▶ **PROVIDED TEXT**:
Appeals court strikes down Baltimore law targeting pregnancy centers

An appellate court struck down a Baltimore city ordinance Friday, ruling that the city’s pro-life pregnancy centers would not be forced to display in their waiting areas information relating to abortion services.
The Fourth Circuit Court of Appeals’ Jan. 5 decision, a victory for Baltimore’s pregnancy centers, was a unanimous 3-0.

Greater Baltimore Center for Pregnancy Concerns, Inc., a pro-life pregnancy center in Baltimore, along with the Archdiocese of Baltimore and St. Brigid’s Roman Catholic Congregation, Inc., sued the city of Baltimore in March 2010 after a city ordinance was passed the previous year which required it and other organizations promoting alternatives to abortion to post signs in their waiting room saying that they do not perform abortions and will not refer patients out for an abortion.

The ordinance only applied to “limited-service pregnancy center(s)” that do not provide abortion or birth control.

Greater Baltimore Center for Pregnancy Concerns said that they should not be forced to post this information as it ran contrary to the center’s mission. The center operates in space owned by a Catholic church, and provides pregnant women with counseling, sonograms, pregnancy tests, prenatal vitamins, diapers, and other needs completely free of charge.

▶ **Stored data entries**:
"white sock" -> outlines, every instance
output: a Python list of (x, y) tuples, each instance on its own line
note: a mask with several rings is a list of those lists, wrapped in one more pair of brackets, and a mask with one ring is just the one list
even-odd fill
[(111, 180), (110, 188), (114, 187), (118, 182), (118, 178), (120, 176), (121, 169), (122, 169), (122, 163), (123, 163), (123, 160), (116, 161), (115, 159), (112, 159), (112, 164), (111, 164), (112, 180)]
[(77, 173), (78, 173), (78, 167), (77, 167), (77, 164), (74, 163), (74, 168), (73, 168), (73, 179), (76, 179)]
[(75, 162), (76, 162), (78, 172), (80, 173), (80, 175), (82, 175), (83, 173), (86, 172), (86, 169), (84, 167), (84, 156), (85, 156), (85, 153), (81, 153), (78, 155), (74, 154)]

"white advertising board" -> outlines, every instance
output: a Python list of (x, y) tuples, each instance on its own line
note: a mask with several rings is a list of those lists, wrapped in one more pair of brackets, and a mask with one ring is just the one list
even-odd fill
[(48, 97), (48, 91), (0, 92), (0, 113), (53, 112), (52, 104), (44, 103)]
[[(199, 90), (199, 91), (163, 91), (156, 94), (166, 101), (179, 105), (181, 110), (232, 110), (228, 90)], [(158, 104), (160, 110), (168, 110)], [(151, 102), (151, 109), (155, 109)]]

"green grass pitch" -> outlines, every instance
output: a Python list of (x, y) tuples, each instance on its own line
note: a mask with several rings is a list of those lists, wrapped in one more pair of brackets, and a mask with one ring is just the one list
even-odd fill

▶ **USING THE INFORMATION**:
a) In the article on the Baltimore ordinance, what was the Fourth Circuit Court of Appeals' vote?
b) Reproduce the article on the Baltimore ordinance from "An appellate court" up to and including "a unanimous 3-0.".
Work only from the article on the Baltimore ordinance.

▶ **ANSWERS FOR EACH ITEM**:
a) The decision was a unanimous 3-0.

b)
An appellate court struck down a Baltimore city ordinance Friday, ruling that the city’s pro-life pregnancy centers would not be forced to display in their waiting areas information relating to abortion services.
The Fourth Circuit Court of Appeals’ Jan. 5 decision, a victory for Baltimore’s pregnancy centers, was a unanimous 3-0.